● Text block
###

The high degree of prescription and detail in the national curriculum, allied to increasingly powerful accountability mechanisms, has tended to create a culture within which the creative role of the school has become diminished and the professional contribution of the workforce underdeveloped. (Donaldson 2015, p. 10)

In this respect, Successful Futures represents one of several curricula being developed across the world to guide educational practice, rather than as a prescriptive recipe to be followed to the letter (Drew and Priestley 2016). Indeed, the building of teacher ‘agency’ and with it professional autonomy, was central to Donaldson’s (2015, p. 71) vision for an education workforce with a sound understanding of the ‘why’ and ‘how’ of teaching as well as the ‘what’. However, Donaldson would acknowledge that the implications for the formation and subsequent growth of teachers as reflective practitioners were considerable and if the proposals outlined in Successful Futures were to be realised, there would need to be an extensive, well co-ordinated and sustained professional learning programme involving all leaders, teachers and other practitioners (ibid).

###

● Listed records
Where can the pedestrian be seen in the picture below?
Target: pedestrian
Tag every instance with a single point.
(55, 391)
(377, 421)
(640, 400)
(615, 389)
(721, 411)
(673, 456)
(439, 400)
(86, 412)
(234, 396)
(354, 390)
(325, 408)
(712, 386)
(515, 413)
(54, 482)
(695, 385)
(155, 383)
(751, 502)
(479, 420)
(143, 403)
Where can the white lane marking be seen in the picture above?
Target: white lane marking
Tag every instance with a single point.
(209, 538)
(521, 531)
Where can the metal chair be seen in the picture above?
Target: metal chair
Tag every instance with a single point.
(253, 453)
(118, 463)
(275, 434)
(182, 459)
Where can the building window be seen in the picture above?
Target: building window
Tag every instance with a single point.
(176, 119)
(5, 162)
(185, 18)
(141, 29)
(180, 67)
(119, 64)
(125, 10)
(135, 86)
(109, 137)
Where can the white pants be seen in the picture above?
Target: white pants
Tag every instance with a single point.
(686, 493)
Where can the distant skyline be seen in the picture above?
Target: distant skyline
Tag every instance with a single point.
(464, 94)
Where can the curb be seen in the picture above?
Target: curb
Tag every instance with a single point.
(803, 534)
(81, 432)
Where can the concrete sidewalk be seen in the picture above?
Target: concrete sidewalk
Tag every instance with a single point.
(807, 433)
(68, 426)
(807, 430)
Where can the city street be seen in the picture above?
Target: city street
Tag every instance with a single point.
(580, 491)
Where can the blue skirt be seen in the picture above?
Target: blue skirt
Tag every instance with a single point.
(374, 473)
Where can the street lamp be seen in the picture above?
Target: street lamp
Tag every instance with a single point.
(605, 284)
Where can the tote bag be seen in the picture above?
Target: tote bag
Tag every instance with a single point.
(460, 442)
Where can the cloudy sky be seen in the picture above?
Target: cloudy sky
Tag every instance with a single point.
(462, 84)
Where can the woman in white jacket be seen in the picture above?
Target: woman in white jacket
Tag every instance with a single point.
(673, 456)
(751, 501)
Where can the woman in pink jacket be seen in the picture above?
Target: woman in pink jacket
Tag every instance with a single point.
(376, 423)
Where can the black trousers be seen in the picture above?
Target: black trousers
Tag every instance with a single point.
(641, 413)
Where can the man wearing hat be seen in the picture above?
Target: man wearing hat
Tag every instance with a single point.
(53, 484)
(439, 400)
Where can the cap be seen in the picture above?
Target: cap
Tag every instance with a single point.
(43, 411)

###

● Work to complete
1 > In the passage on curriculum reform, what was central to Donaldson's vision for an education workforce?
2 > Write the next part of the passage on curriculum reform, picking up after its final sentence.
The data has nothing to do with what follows.

● Final results
1 > Building teacher agency and, with it, professional autonomy.

2 >
A renewed vision for education

Qualified for Life was revised in 2017 following the appointment of Kirsty Williams as education minister. A Welsh Liberal Democrat in a minority Welsh Labour government, Williams adopted many of its prominent features and remained true to Successful Futures, recognising that Wales’ education system was only part-way through the reform journey mapped out under Huw Lewis. Education in Wales: Our National Mission (Welsh Government 2017b) was strikingly weightier than its preceding document (running to almost double the amount of pages) and made clear that the building of a new curriculum would underpin all of Wales’ change agenda. Indeed, the title of the document itself was reflective of a deliberate attempt by the Welsh Government to make clear its new four-year educational vision and respond to criticism levelled earlier by the OECD (2014). Despite its prominence in all strategic documentation, the Welsh Government has since conceded that curriculum reform will not by itself bring about the level of change required to deliver for Wales’ children and young people. As such, policymakers have embarked on a process of ‘whole-system’ reform, described by Fullan (2010) as involving every part of the education workforce—schools, communities, local authorities and government—contributing individually and in concert to forward movement and success. Thinking of whole-system reform as ‘a means of focusing on a small number of core policies and strategies, doing them well as a set, and staying the course by not being distracted’ (Fullan and Levin 2009) is useful in this regard, as it helps separate the Welsh Government’s new approach to policy development from that it had employed previously. There is certainly a perception, widely held in Wales, that the reforms introduced immediately following the publication of PISA results in 2010 were delivered to, rather than with, the education workforce (Connolly et al. 2018) and thus Education in Wales: Our National Mission recognised the need for a more collaborative, sustainable and integrated approach to policy development. In that respect, the document marked a sea change in how education policy would be shaped in Wales.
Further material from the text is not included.